▸ WHAT YOU NEED TO DO: Each record must reappear in the answer exactly as it is written.

▸ DATA SHOWN:
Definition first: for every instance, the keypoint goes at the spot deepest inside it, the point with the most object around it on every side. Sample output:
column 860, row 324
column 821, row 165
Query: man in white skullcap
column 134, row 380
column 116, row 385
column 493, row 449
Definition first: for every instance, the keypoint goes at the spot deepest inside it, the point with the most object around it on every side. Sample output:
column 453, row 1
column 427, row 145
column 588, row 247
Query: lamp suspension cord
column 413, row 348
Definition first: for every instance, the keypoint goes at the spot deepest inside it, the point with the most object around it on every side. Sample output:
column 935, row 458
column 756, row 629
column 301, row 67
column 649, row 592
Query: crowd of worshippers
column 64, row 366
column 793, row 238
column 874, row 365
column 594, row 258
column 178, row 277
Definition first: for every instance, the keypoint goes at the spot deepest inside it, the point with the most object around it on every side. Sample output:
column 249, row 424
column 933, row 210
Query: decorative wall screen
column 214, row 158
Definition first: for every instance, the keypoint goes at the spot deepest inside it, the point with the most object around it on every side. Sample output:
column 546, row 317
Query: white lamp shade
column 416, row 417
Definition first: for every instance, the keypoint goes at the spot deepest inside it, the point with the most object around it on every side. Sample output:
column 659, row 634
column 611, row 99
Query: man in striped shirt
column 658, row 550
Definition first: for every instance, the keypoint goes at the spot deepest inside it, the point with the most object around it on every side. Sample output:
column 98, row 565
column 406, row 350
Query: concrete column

▸ SOLUTION FOR THIS PROBLEM:
Definition first: for every instance, the keypoint goes at the spot deepest inside it, the point with the most object around it on every side. Sample output:
column 860, row 324
column 821, row 165
Query: man in white skullcap
column 134, row 380
column 116, row 385
column 493, row 449
Definition first: for every instance, the keypoint goes at the spot deepest inside it, the point with the most object around it on every side. Sample output:
column 453, row 1
column 427, row 145
column 588, row 247
Query: lamp suspension cord
column 413, row 348
Definition first: for every instance, the keypoint goes at the spot deepest inside it, the point with the most object around it on every side. Sample output:
column 935, row 458
column 756, row 629
column 301, row 67
column 649, row 592
Query: crowd of worshippers
column 64, row 366
column 793, row 238
column 874, row 365
column 594, row 258
column 178, row 277
Definition first: for every instance, the keypoint goes at the spot deepest inside it, the point with the most object around it on every side. Sample output:
column 249, row 424
column 933, row 210
Query: decorative wall screen
column 214, row 158
Definition first: for every instance, the keypoint goes at the spot deepest inside it, the point with the most object around it on every side. Sample output:
column 546, row 317
Query: white lamp shade
column 416, row 417
Definition first: for every instance, the keypoint goes at the spot deepest inside it, the point with the most object around it on every side. Sample output:
column 659, row 634
column 611, row 99
Query: man in striped shirt
column 658, row 550
Definition first: for every instance, the keypoint goes at the spot deepest inside it, the point with the most object around it on every side. Sample output:
column 98, row 565
column 406, row 350
Query: concrete column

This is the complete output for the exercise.